REQUEST -
Copy the data precisely, keeping every character.
>> BEGIN PROVIDED DATA
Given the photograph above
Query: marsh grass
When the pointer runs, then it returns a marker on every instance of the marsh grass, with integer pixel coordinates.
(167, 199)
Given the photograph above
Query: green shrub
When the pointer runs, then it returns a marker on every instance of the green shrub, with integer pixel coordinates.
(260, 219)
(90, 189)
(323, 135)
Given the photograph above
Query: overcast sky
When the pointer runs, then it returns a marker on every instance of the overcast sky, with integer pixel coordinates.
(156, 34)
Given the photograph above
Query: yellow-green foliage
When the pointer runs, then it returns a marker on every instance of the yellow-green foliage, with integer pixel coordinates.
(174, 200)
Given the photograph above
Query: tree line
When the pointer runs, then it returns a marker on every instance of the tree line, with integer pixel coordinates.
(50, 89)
>> END PROVIDED DATA
EXERCISE RESPONSE -
Given the photograph above
Query: marsh grass
When the pointer runs, then it returns a marker on every instance of the marsh grass, with integer pixel coordinates.
(167, 199)
Given the photograph above
Query: green shrub
When the pointer runs, then it returns a marker on every instance of the green shrub, with integer pixel coordinates.
(260, 219)
(90, 189)
(323, 135)
Given the photograph above
Query: overcast sky
When the pointer runs, then it returns a marker on every instance of the overcast sky, with integer pixel coordinates.
(156, 34)
Given the photograph above
Query: yellow-green foliage
When the pointer runs, then it returns a marker on every instance of the yellow-green foliage, with integer pixel coordinates.
(174, 200)
Given the photograph above
Query: tree line
When the pointer runs, then it returns a marker on every instance of the tree line, with integer pixel coordinates.
(50, 89)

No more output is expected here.